Goal: Report each line of the items below that contains the word "dark", copying every such line in full. Case counts.

Data in this exercise:

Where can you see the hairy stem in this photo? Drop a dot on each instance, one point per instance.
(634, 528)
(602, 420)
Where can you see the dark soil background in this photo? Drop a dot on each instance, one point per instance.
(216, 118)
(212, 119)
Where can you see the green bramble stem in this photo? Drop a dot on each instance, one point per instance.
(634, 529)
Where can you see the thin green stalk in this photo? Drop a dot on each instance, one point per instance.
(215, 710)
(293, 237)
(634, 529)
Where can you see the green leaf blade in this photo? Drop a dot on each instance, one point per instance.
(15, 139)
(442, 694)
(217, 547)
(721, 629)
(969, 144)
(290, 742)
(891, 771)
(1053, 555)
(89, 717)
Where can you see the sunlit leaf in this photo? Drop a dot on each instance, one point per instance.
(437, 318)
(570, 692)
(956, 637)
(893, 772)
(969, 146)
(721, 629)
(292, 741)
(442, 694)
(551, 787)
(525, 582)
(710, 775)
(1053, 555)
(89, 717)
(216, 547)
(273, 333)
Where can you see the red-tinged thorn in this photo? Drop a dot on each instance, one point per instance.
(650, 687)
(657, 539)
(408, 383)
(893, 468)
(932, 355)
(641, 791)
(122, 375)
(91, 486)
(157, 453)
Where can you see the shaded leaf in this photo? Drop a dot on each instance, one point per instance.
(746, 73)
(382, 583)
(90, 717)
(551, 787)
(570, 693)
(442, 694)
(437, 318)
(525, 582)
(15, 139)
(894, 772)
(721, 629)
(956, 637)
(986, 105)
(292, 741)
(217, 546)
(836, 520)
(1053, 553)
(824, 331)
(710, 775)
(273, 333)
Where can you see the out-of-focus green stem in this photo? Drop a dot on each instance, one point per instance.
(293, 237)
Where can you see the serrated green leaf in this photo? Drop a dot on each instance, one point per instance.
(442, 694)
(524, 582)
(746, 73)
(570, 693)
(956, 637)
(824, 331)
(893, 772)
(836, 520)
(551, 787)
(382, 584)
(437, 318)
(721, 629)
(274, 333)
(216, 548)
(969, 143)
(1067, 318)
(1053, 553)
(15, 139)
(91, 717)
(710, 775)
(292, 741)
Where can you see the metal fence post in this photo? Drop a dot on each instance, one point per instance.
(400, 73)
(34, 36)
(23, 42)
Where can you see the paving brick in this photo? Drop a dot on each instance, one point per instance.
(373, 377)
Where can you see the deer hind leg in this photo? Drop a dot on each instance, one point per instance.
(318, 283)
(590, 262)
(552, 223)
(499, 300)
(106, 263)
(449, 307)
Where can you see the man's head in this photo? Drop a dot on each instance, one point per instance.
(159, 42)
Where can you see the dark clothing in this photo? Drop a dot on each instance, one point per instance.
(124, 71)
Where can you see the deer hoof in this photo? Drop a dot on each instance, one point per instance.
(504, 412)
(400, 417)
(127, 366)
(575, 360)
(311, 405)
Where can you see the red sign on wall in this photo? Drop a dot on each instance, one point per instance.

==

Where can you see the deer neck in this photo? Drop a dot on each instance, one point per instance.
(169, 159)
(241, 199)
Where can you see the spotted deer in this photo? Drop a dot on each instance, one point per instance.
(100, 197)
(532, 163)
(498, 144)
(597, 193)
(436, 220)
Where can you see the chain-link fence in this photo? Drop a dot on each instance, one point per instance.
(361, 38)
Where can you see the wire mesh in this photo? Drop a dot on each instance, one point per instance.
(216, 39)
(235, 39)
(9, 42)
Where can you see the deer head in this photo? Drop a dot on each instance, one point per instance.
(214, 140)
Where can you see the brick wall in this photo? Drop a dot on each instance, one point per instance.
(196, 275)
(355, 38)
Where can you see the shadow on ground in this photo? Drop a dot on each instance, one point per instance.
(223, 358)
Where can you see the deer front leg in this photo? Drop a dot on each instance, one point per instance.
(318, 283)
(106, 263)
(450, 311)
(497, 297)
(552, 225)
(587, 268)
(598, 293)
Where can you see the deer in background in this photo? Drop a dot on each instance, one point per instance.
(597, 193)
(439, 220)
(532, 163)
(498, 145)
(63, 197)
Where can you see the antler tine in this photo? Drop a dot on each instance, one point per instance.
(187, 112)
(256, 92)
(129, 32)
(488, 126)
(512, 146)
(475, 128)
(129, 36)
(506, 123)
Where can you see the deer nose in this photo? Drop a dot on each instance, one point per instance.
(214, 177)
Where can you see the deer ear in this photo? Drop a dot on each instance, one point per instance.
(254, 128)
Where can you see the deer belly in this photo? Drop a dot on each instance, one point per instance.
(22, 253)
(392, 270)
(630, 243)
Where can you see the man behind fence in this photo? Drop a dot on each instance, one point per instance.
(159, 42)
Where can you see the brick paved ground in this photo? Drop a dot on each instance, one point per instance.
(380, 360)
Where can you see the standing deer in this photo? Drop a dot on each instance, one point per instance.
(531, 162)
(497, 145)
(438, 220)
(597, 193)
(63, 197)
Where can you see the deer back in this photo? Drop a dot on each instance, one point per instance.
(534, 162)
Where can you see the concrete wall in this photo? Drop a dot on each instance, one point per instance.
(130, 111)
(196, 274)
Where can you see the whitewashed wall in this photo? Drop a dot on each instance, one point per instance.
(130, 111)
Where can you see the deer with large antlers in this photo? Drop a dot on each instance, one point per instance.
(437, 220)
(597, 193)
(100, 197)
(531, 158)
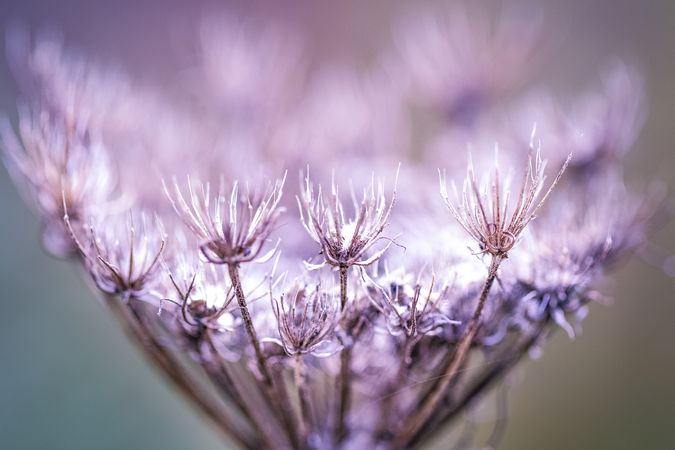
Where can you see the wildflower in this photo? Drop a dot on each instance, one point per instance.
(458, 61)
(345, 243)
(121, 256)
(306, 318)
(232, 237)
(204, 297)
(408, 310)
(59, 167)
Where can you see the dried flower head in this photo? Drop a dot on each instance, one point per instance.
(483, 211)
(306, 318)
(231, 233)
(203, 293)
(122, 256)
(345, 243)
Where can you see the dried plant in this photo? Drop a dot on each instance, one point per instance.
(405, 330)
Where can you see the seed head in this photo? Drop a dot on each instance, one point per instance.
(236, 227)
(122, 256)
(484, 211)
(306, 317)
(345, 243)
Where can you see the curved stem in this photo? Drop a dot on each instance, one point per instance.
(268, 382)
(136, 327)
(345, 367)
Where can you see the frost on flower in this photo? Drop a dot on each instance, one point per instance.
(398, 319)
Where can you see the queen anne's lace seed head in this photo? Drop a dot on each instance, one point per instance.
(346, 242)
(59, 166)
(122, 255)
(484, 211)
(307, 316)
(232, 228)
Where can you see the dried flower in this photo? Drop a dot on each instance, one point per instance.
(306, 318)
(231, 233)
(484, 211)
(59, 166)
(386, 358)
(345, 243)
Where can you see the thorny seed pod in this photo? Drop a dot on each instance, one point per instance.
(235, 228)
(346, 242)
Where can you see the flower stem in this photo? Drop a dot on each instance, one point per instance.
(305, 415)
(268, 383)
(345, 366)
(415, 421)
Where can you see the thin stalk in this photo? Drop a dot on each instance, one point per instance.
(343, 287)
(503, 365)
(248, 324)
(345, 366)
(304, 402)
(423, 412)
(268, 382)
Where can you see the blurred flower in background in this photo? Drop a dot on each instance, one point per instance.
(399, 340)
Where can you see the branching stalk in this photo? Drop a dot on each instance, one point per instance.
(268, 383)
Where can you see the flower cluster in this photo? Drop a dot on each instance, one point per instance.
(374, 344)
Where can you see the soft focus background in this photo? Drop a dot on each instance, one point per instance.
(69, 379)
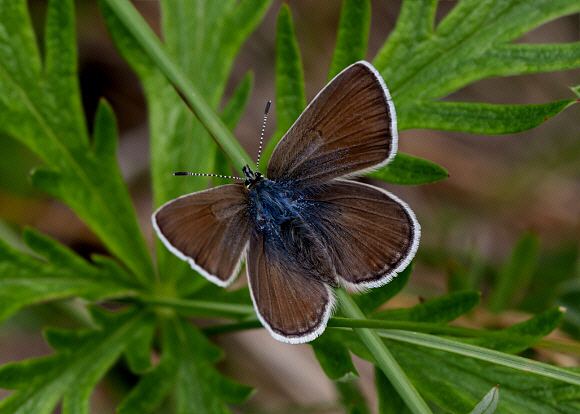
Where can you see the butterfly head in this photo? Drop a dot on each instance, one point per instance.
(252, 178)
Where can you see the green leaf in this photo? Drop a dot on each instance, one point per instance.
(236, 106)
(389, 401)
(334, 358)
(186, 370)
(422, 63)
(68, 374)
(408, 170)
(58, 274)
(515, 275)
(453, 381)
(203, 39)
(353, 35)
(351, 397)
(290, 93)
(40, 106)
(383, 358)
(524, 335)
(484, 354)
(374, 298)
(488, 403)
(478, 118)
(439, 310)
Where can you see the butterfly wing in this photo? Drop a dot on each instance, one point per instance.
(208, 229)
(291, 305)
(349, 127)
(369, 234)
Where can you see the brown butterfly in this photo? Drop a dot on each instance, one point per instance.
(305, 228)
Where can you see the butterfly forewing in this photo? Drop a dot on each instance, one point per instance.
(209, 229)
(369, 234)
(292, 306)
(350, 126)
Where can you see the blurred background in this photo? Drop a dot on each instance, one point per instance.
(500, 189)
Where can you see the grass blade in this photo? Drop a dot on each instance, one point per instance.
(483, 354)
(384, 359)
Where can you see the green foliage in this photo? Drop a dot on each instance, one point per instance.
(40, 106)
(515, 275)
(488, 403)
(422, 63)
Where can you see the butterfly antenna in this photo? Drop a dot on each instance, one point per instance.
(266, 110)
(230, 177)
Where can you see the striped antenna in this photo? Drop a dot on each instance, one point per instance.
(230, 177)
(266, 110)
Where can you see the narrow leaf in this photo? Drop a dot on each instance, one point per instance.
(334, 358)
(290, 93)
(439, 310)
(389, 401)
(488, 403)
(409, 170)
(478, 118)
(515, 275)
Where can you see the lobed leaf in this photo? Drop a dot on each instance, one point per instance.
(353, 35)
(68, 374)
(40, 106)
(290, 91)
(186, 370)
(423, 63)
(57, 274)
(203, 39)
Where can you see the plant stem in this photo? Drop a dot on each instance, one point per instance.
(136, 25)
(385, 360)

The answer:
Where can you see the dark soil background in this photo? Drop a dot on each instance, one point per instance.
Where can you see the dark clothing in this photo? Drop a dot on each instance, one point per instance.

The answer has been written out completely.